* _DATA SHOWN_:
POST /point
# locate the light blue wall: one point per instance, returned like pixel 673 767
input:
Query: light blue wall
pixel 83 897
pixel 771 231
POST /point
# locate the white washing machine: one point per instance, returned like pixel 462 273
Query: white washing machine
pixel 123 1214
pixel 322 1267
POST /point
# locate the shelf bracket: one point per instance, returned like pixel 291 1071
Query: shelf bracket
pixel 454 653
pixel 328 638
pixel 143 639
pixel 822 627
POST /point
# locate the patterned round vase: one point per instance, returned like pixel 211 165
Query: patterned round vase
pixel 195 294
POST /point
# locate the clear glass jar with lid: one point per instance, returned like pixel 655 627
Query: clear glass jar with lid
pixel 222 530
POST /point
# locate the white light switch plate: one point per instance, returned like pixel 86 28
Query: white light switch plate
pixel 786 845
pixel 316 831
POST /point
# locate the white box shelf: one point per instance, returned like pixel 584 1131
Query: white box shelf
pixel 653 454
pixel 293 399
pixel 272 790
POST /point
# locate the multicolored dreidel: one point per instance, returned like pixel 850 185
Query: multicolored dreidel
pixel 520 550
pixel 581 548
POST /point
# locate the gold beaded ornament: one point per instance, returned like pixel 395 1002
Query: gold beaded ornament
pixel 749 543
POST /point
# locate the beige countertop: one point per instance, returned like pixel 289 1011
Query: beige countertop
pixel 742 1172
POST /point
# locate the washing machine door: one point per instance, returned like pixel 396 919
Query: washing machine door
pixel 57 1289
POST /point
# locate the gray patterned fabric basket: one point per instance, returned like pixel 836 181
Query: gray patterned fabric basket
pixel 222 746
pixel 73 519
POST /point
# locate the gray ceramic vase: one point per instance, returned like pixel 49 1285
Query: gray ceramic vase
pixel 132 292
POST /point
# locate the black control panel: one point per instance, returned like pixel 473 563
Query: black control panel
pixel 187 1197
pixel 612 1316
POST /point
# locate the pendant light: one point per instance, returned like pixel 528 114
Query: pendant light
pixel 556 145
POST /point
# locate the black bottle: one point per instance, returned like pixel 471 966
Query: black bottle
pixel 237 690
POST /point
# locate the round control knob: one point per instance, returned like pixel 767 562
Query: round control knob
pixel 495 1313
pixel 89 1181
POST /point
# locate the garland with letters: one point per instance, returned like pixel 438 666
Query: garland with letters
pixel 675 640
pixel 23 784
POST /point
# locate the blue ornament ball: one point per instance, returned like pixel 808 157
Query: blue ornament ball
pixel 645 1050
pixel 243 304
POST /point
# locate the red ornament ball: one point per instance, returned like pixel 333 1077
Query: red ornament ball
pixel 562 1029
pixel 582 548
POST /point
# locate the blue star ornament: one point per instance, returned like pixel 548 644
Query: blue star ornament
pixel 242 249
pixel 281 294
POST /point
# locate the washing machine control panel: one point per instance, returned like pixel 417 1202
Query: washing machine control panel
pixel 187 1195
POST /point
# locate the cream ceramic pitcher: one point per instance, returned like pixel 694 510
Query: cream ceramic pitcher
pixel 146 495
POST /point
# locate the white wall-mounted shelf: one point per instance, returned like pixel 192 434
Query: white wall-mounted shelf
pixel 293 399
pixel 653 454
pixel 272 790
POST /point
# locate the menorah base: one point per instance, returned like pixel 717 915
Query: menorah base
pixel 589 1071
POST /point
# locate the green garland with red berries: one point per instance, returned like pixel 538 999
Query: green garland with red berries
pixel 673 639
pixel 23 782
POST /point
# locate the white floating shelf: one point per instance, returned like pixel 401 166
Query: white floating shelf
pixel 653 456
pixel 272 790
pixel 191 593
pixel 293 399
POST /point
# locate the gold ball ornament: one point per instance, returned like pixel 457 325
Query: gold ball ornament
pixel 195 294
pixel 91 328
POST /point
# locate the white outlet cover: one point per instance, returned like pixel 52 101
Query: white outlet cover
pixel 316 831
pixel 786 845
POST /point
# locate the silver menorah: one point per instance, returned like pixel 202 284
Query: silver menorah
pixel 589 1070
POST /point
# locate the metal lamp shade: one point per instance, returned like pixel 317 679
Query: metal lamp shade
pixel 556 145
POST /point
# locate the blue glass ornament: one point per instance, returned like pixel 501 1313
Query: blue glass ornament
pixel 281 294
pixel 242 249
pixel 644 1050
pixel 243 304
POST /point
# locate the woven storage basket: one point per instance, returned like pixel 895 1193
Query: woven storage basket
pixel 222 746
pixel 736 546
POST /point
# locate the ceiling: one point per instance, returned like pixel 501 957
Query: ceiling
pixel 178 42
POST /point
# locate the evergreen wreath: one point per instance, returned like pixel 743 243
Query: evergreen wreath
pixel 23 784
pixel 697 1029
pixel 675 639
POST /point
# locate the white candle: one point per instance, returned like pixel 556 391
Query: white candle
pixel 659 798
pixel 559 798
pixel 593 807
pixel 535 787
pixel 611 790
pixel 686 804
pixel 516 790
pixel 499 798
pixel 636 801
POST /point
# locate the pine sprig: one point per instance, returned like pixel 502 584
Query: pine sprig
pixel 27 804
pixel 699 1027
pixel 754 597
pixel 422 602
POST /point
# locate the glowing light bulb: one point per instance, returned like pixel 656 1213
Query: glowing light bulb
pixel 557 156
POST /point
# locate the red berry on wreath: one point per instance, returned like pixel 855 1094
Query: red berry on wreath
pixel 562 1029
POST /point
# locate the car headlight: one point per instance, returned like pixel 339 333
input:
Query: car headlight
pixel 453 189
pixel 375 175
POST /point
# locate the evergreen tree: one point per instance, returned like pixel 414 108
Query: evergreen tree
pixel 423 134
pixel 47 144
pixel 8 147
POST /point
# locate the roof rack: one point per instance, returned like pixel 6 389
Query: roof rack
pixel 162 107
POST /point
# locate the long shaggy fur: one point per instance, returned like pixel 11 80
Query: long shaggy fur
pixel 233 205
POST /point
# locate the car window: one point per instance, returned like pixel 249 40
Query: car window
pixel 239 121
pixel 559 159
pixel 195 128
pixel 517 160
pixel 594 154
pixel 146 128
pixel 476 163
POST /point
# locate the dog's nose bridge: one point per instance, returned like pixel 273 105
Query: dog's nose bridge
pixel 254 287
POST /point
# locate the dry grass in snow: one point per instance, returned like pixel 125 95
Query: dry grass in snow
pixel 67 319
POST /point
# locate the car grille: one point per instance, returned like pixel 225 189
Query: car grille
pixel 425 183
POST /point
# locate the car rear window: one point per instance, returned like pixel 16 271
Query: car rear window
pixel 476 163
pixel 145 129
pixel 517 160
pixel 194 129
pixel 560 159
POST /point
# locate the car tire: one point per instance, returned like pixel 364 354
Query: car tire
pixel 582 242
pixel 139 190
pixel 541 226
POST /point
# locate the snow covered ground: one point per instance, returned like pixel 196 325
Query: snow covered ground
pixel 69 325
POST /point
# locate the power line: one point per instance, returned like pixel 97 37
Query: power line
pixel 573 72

* _YOUR INSTRUCTIONS_: Reproduce every line of the data above verbatim, in the same order and without any changes.

* _SOLUTION TO THE EXERCISE_:
POST /point
# locate the light blue wall: one point per instance, returned like pixel 673 767
input:
Query: light blue wall
pixel 83 897
pixel 771 231
POST /point
# locate the white washing machine: one point per instance, returned like pixel 462 273
Query: white washing machine
pixel 123 1214
pixel 322 1267
POST /point
# locate the shelf bracket: one point per instance, returned like pixel 291 1071
Query: shelf bracket
pixel 454 653
pixel 328 638
pixel 143 639
pixel 822 627
POST /point
# locate the patterned round vase: one point per instance, returned like pixel 211 165
Query: patterned round vase
pixel 195 294
POST /point
# locate the clear glass jar with lid: one point per instance, returned like pixel 655 627
Query: clear glass jar with lid
pixel 222 530
POST /point
# locate the white light switch plate: one point per instance, returned like pixel 86 28
Query: white light switch plate
pixel 786 845
pixel 316 831
POST /point
# locate the white box shelf: one point per instance, returned like pixel 584 1131
Query: white box shelf
pixel 653 454
pixel 293 399
pixel 272 790
POST /point
# locate the multicolored dreidel: one point per instance, returned like pixel 850 185
Query: multicolored dreidel
pixel 520 550
pixel 581 548
POST /point
# locate the gold beaded ornament: one point per instance, returned like pixel 395 1002
Query: gold beaded ornament
pixel 749 543
POST /point
# locate the beige countertop: one point per instance, returned like pixel 289 1011
Query: beige countertop
pixel 742 1172
POST /point
# locate the washing machine door: one point per instance, returned like pixel 396 919
Query: washing machine door
pixel 57 1289
POST /point
# locate the gray patterned fabric basket: one point per instance, returned like pixel 836 181
Query: gray patterned fabric basket
pixel 222 746
pixel 73 519
POST /point
# locate the gray ceramic vase: one point per instance, returned like pixel 49 1285
Query: gray ceramic vase
pixel 132 292
POST /point
# locate the black control panel: one point per instance, returned like pixel 473 563
Query: black control panel
pixel 187 1197
pixel 612 1316
POST /point
# locate the pendant light: one point per instance, returned like pixel 528 114
Query: pendant light
pixel 556 145
POST /point
# locate the black bottle: one point per instance, returned like pixel 471 966
Query: black bottle
pixel 237 690
POST /point
# locate the round control knob: one point per instance, returned like pixel 767 562
Query: round control knob
pixel 495 1313
pixel 89 1181
POST /point
# locate the garland with letters: one point per instance, returned like pixel 438 666
Query: garland with letters
pixel 675 640
pixel 23 784
POST /point
# locate the blue ornament ball: one point per instance, returned like pixel 808 157
Query: blue ornament ball
pixel 645 1050
pixel 243 304
POST /point
# locate the red ornament ball: one point per instance, returned like pixel 333 1077
Query: red ornament ball
pixel 562 1029
pixel 582 548
POST /point
# locate the blue star ornament: one point per instance, returned like pixel 548 644
Query: blue star ornament
pixel 242 249
pixel 281 294
POST /point
# locate the washing machine control panel: one point per instance, returned like pixel 417 1202
Query: washing machine control panel
pixel 187 1195
POST /point
# locate the cream ceramic pitcher: one point per instance, returned like pixel 694 510
Query: cream ceramic pitcher
pixel 146 495
POST /point
# locate the white wall-mounted shelf: one point per instance, returned like pixel 192 434
Query: white wall-mounted shelf
pixel 293 399
pixel 653 454
pixel 272 790
POST /point
# locate the menorah base: one point per instance, returned like pixel 717 915
Query: menorah base
pixel 589 1071
POST /point
# locate the green garland with red berries: one point per instance, returned like pixel 538 999
Query: green garland with red berries
pixel 673 639
pixel 23 782
POST /point
# locate the white floating shelf: one point per instance, returned like pixel 401 166
Query: white floating shelf
pixel 653 456
pixel 272 790
pixel 191 593
pixel 293 399
POST /point
# locate the gold ball ornament: one point per instance, returned like pixel 457 325
Query: gold ball ornament
pixel 195 294
pixel 91 328
POST /point
# locate the white outlet cover: one point per instance, returned like pixel 52 101
Query: white outlet cover
pixel 316 831
pixel 786 845
POST /point
# locate the silver menorah: one point per instance, returned like pixel 202 284
Query: silver menorah
pixel 589 1070
POST /point
# locate the metal lamp shade: one point per instance, returned like pixel 317 679
Query: metal lamp shade
pixel 556 145
POST /point
# locate the blue glass ornament: one point per instance, returned like pixel 501 1313
Query: blue glass ornament
pixel 281 294
pixel 242 249
pixel 644 1050
pixel 243 304
POST /point
# locate the woven storage basket: one point per instance, returned like pixel 895 1193
Query: woven storage basket
pixel 222 746
pixel 736 546
POST /point
# locate the ceiling: one point per instance, returned like pixel 501 957
Query: ceiling
pixel 178 42
POST /point
# locate the evergreen wreath: one point per instance, returned like pixel 743 243
Query: evergreen wreath
pixel 23 784
pixel 697 1029
pixel 675 639
POST /point
# locate the white candle: one point per instance, returned like pixel 556 391
Query: white candle
pixel 659 798
pixel 559 798
pixel 593 807
pixel 535 787
pixel 611 790
pixel 686 804
pixel 516 790
pixel 499 798
pixel 636 801
POST /point
# locate the pine sprig: one point per instance, returned like pixel 502 584
Query: pine sprig
pixel 27 804
pixel 699 1027
pixel 754 597
pixel 422 602
POST /point
# locate the glowing light bulb: one point per instance, returned like pixel 656 1213
Query: glowing light bulb
pixel 557 156
POST /point
# locate the red berry on wreath: one point per instance, returned like pixel 855 1094
Query: red berry on wreath
pixel 562 1029
POST /point
# locate the car headlight: one point per instance, returned like pixel 339 333
input:
Query: car headlight
pixel 453 189
pixel 375 175
POST /point
# locate the evergreen tree: one point per instance, returned like pixel 414 108
Query: evergreen tree
pixel 423 134
pixel 47 144
pixel 8 147
POST /point
# locate the roof rack: one point per instance, returned like pixel 6 389
Query: roof rack
pixel 162 107
POST /point
# locate the long shaggy fur: one point per instance, returned like pixel 11 80
Query: long shaggy fur
pixel 233 205
POST /point
# locate the car window: one point per instance, returned like pixel 249 40
Query: car window
pixel 239 121
pixel 559 159
pixel 195 128
pixel 517 160
pixel 594 154
pixel 146 128
pixel 476 163
POST /point
# locate the dog's nose bridge: one point per instance, returned like pixel 273 105
Query: dog's nose bridge
pixel 254 287
POST /point
# locate the dry grass in snow: one point per instance, returned like pixel 125 95
Query: dry grass in snow
pixel 67 319
POST /point
# locate the car grille: one point per instance, returned like pixel 225 189
Query: car grille
pixel 425 183
POST /point
# locate the car rear window: one point per instance, returned like pixel 16 271
Query: car rear window
pixel 476 163
pixel 145 129
pixel 517 160
pixel 194 129
pixel 560 159
POST /point
# locate the car tire: one point per instance, returned like pixel 364 354
Query: car tire
pixel 582 242
pixel 139 190
pixel 541 226
POST /point
# locate the snow covered ground: one point per instance, returned like pixel 196 325
Query: snow covered ground
pixel 69 325
POST /point
# locate the power line: one point per instance, returned like pixel 97 37
Query: power line
pixel 573 72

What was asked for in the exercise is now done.